**Material provided:**
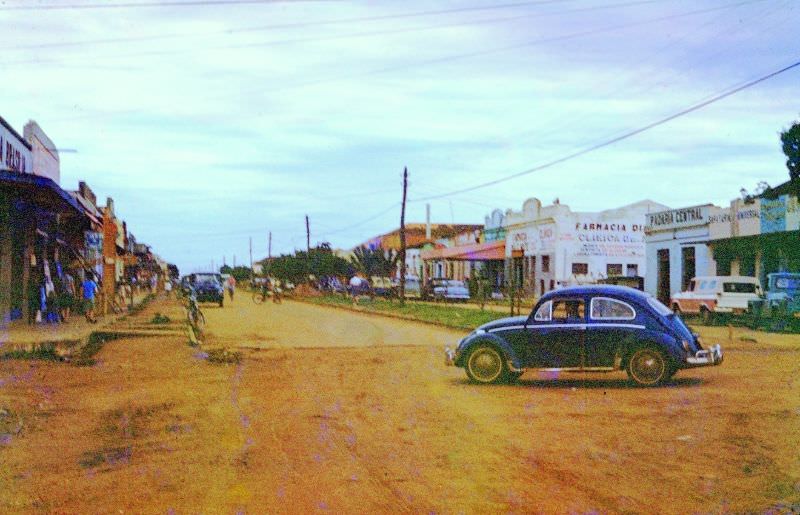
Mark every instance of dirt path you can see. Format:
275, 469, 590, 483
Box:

...

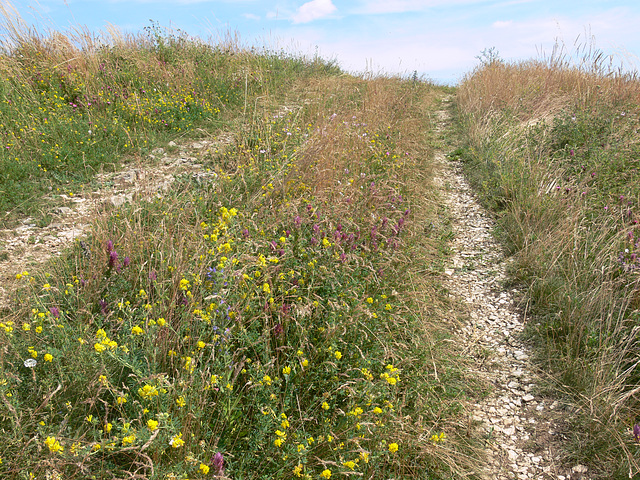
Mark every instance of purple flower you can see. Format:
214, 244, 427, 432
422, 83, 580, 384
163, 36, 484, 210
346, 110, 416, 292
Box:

**Directions for this task:** Can you gather every line from the items above that contains the string "Format"?

**Task response:**
Mark every instance of dirt path you can see. Format:
Mark every instance of purple flower you can see. Format:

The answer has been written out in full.